Extract every line of the entries below verbatim, from the first through the last, with no changes.

## begin Given data

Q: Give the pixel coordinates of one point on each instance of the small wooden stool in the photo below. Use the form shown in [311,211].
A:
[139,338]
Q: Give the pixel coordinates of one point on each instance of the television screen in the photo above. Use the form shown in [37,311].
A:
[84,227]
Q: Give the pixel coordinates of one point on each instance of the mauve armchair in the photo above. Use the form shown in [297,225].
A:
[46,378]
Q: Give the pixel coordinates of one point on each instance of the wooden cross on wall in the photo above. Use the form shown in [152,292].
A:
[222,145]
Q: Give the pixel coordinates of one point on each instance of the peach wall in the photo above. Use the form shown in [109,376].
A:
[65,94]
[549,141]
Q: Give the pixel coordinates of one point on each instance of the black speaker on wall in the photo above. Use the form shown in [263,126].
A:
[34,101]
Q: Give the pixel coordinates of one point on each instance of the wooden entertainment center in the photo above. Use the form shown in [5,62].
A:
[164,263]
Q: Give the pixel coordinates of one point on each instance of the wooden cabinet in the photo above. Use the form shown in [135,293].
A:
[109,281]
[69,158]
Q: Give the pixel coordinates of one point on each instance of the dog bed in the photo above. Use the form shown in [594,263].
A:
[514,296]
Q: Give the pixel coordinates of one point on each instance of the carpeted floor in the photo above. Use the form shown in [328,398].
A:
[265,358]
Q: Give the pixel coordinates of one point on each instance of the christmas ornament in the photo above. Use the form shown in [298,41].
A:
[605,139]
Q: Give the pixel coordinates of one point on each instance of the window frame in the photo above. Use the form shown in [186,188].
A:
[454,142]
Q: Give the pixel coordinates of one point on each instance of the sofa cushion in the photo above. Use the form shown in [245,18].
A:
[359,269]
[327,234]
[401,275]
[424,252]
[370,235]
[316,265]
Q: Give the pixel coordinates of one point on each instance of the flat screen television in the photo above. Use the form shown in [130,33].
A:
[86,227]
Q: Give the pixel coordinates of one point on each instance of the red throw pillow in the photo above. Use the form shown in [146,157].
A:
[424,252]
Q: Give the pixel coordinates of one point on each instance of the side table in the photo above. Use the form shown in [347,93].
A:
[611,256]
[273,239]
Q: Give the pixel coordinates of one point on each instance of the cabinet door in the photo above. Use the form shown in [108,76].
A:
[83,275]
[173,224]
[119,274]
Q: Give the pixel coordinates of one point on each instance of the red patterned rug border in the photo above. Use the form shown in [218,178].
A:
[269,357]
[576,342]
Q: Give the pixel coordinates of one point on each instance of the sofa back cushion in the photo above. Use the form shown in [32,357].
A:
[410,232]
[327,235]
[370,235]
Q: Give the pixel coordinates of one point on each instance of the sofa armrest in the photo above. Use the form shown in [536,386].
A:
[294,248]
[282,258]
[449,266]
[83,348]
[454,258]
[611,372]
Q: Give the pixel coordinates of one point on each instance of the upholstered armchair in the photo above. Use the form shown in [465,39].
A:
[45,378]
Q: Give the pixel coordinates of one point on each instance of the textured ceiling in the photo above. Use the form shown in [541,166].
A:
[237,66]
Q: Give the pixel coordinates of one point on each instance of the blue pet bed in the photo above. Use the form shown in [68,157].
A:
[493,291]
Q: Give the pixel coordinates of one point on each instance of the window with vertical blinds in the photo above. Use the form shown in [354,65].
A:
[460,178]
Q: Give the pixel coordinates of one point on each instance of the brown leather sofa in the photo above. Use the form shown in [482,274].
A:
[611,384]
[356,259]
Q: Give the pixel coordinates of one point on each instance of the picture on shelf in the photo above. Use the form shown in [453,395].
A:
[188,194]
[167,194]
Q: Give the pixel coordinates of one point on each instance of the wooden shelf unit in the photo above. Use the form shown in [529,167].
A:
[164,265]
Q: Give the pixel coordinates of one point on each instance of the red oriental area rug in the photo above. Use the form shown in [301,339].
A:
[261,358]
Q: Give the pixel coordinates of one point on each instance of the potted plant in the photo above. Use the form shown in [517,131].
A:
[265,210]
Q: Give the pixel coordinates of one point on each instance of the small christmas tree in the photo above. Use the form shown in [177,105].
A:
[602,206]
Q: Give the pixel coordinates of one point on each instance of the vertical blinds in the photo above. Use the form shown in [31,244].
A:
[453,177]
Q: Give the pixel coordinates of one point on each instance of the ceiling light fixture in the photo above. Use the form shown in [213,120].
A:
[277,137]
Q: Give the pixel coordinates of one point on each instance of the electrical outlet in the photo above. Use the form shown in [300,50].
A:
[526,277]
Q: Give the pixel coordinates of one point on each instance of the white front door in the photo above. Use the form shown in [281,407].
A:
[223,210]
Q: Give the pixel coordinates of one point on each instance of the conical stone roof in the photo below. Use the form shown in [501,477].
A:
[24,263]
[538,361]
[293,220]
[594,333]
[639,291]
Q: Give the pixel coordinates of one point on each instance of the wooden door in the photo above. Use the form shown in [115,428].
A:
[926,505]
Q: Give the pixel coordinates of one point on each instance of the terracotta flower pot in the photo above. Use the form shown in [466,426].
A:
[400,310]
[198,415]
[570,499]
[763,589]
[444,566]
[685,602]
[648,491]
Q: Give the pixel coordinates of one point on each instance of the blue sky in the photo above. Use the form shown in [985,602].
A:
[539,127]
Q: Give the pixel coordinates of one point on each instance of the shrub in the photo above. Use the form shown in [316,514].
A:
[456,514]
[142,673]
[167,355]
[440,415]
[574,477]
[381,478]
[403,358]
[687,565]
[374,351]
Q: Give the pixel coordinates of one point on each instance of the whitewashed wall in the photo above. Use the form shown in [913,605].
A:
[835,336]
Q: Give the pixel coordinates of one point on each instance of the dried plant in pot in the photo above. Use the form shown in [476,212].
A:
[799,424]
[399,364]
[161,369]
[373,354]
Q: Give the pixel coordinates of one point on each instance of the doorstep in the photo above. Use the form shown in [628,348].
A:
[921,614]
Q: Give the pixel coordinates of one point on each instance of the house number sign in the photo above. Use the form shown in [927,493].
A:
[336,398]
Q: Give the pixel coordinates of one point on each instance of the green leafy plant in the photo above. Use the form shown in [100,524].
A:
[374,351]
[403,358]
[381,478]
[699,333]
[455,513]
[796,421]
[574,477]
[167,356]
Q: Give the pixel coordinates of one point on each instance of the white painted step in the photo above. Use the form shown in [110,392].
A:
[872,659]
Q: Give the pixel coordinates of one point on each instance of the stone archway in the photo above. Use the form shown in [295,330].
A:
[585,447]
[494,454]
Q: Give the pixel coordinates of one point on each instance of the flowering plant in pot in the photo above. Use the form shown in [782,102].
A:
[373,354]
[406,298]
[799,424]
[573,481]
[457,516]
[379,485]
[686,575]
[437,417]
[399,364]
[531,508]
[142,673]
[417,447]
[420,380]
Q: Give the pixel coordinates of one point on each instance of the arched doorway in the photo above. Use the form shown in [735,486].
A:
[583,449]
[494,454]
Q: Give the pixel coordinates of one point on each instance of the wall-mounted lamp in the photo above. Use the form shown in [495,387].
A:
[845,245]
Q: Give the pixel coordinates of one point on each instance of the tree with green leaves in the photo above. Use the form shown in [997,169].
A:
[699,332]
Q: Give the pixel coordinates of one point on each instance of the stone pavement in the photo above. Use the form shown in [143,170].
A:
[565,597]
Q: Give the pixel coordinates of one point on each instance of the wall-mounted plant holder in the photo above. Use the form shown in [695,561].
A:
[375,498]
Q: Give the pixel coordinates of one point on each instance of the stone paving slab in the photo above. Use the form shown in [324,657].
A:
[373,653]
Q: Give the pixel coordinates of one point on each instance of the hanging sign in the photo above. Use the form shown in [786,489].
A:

## end Given data

▶ [Final result]:
Q: Give the pixel coordinates of one point on each instance of the small wooden stool in the photo below. Use the form shown in [311,211].
A:
[139,338]
Q: Give the pixel coordinates of one point on each instance of the television screen in the photo above. Use the form shown in [37,311].
A:
[84,227]
Q: Give the pixel coordinates of one point on each instance of the mauve armchair in the photo above. Use the form shown in [297,225].
A:
[46,378]
Q: Give the pixel coordinates of one point on each instance of the wooden cross on wall in the photo above. Use the form shown in [152,292].
A:
[222,145]
Q: Give the pixel coordinates of one point on each instance of the peach wall in the photo above. Use the form shown in [109,376].
A:
[65,94]
[549,141]
Q: Give the pixel coordinates of one point on each instance of the black speaker on wall in the photo above. Use the form shown in [263,126].
A:
[34,101]
Q: Give the pixel coordinates of one point on each instance of the wooden entertainment center in the photo above. Use the form shown in [5,62].
A:
[164,263]
Q: Give the pixel coordinates of one point on each instance of the wooden cabinet in the photo above. Use the form shown in [135,293].
A:
[109,281]
[69,158]
Q: Give the pixel coordinates of one point on each instance of the dog bed in the photo above. Use the form shown in [594,263].
A:
[514,296]
Q: Give the pixel coordinates of one point on each instance of the carpeted floor in the photo above. Use the form shown in [328,398].
A:
[265,358]
Q: Give the pixel coordinates of one point on each instance of the christmas ornament in the photo above. Use the form shown in [298,41].
A:
[605,139]
Q: Give the pixel coordinates of one point on each instance of the window frame in the photo above. Use the form shown in [186,188].
A:
[454,142]
Q: Give the pixel coordinates of one point on each instance of the sofa cushion in the photo above. Use the form shown in [245,18].
A:
[359,269]
[327,234]
[401,275]
[424,252]
[370,235]
[316,265]
Q: Give the pixel coordinates of one point on each instance of the flat screen television in the photo above. Use the form shown in [130,33].
A:
[86,227]
Q: Give the pixel coordinates of one point on each instance of the red throw pillow in the photo above. Use the form shown in [146,157].
A:
[424,252]
Q: Give the pixel coordinates of one point on each instance of the side table in the photo above. Use the form shown in [347,93].
A:
[611,256]
[273,239]
Q: Give the pixel coordinates of one point on each instance of the cabinet door in the photo above. Use the form shown in [108,76].
A:
[83,275]
[173,224]
[119,274]
Q: Give the pixel coordinates of one point on each instance of the red patterned rug border in the photo above. Use the form shown in [218,178].
A:
[269,357]
[576,342]
Q: Give the pixel coordinates of one point on each instance of the sofa back cushion in the photo above. Use the form shown in [32,357].
A:
[410,232]
[327,235]
[370,235]
Q: Give the pixel coordinates of one point on each instance of the sofa armrest in the photo above. Use the form shown in [536,386].
A:
[294,248]
[282,258]
[449,266]
[83,348]
[454,258]
[611,372]
Q: Give the pixel coordinates of one point on each instance of the upholstered armchair in the photo above. Use the form shown in [465,39].
A:
[45,378]
Q: Give the pixel coordinates of one point on each instance of the textured ceiling in the photo above. Use the form shown in [541,166].
A:
[237,66]
Q: Give the pixel coordinates of one point on each instance of the blue pet bed in the photo above. Use the form shown in [68,157].
A:
[493,291]
Q: Give the pixel coordinates of one point on each instance of the window with vertical blinds in the photo above. Use the form shown in [354,65].
A:
[460,178]
Q: Give the pixel coordinates of one point on each instance of the brown leather sofa in the photo above. Use the form shown in [482,274].
A:
[611,384]
[356,259]
Q: Give the pixel coordinates of one point on each instance of the picture on shelf in the photo above. Use the form shown in [453,395].
A:
[188,194]
[167,194]
Q: Give the pixel coordinates of one point on each instance of the wooden shelf unit in the photo above. Use the form shown in [529,167].
A:
[164,265]
Q: Give the pixel coordinates of one point on each instance of the red oriental area rug in the photo above. Use the form shown in [301,339].
A:
[261,358]
Q: Give the pixel coordinates of one point on each instance of the potted plant in the photo above. Use the form shown in [517,131].
A:
[265,210]
Q: Give the pixel coordinates of one point on each instance of the small christmas tree in the photo above. Use the form shown in [177,105].
A:
[602,206]
Q: Give the pixel coordinates of one point on each instance of the vertical blinds in the photo above. Use the form shown in [31,244].
A:
[453,177]
Q: Give the pixel coordinates of one point on each instance of the ceiling light fixture in the photo above. Use the form shown in [213,120].
A:
[277,137]
Q: Give the pixel coordinates of one point on each instance of the electrical outlet in the photo above. Use the form shown in [300,50].
A:
[526,277]
Q: Give the pixel coordinates of one point on each instance of the white front door in the photo above. Use the form shown in [281,407].
A:
[223,210]
Q: Give the pixel coordinates of one point on each instance of the conical stone roof in the photo below. Use the form shown in [501,477].
A:
[24,263]
[538,361]
[293,220]
[594,333]
[639,291]
Q: Give the pixel coordinates of one point on each instance of the wooden door in the photo above. Use the form shown in [115,428].
A:
[926,505]
Q: Give the pixel coordinates of one point on each instance of the terracotta flower pot in the photo above. Use the form shown in [466,426].
A:
[400,310]
[198,415]
[570,499]
[763,589]
[444,566]
[685,602]
[648,491]
Q: Give the pixel coordinates of one point on each instance of the blue sky in the photo above. Use the form shown in [985,602].
A:
[539,127]
Q: Give the pixel coordinates of one point on each instance of the shrub in the photo above. Use the form shown in [316,514].
A:
[456,514]
[142,673]
[167,355]
[440,415]
[574,477]
[381,478]
[403,358]
[687,565]
[374,351]
Q: Give the pixel coordinates of one point on each instance of the whitewashed wall in the photo above. Use the form shown in [913,605].
A:
[835,336]
Q: Give the pixel coordinates of one point on each instance of the dried plant in pot in the photo above. Use the form shown in [476,212].
A:
[799,424]
[399,364]
[161,369]
[373,354]
Q: Give the pixel coordinates of one point on each instance of the doorstep in the photo above. Use the form shown in [628,348].
A:
[921,614]
Q: Give the pixel coordinates of one point on each instance of the house number sign in the photo above. Use the form shown in [927,493].
A:
[336,398]
Q: Give the pixel coordinates of one point on each instance of the green leafy plant in the photo above. Use the form shown in [100,524].
A:
[374,351]
[403,358]
[381,478]
[699,333]
[455,513]
[796,421]
[574,477]
[167,356]
Q: Give the pixel coordinates of one point on each instance of the white painted step in the photo above. Use the form shown in [110,392].
A:
[872,659]
Q: Give the pixel coordinates of one point on each instance of the stone archway in the photo above. Use the form shown in [295,330].
A:
[585,447]
[494,454]
Q: Give the pixel coordinates of one point on each instance of the flowering plant in pot in the photo above. Use the form shown in [782,102].
A:
[373,354]
[406,298]
[799,424]
[573,481]
[457,516]
[379,485]
[686,575]
[437,417]
[399,364]
[531,508]
[142,673]
[417,447]
[420,380]
Q: Give the pixel coordinates of one point on each instance of the arched doorway in the photo above. Use the form shown in [735,486].
A:
[583,449]
[494,454]
Q: Give the pixel coordinates of one point on each instance of the wall-mounted lamp in the photo above. Use the form shown in [495,387].
A:
[845,245]
Q: Give the pixel coordinates of one point on each instance of the tree with green leaves in the photo above. Use the form shown in [997,169].
A:
[699,332]
Q: Give the pixel coordinates of one point on each instance of the stone pavement in the photo above. Use the form shown in [143,170].
A:
[565,597]
Q: Give the pixel coordinates of one point on each instance of the wall-mounted plant holder in the photo above. Use the form shown in [695,561].
A:
[375,498]
Q: Give the pixel coordinates of one point on each instance of the stone paving slab in the photo above. Use the form shown in [324,657].
A:
[373,653]
Q: Give the pixel coordinates of one point on each instance of the hanging sign in the photo above. Use the form shown in [786,489].
A:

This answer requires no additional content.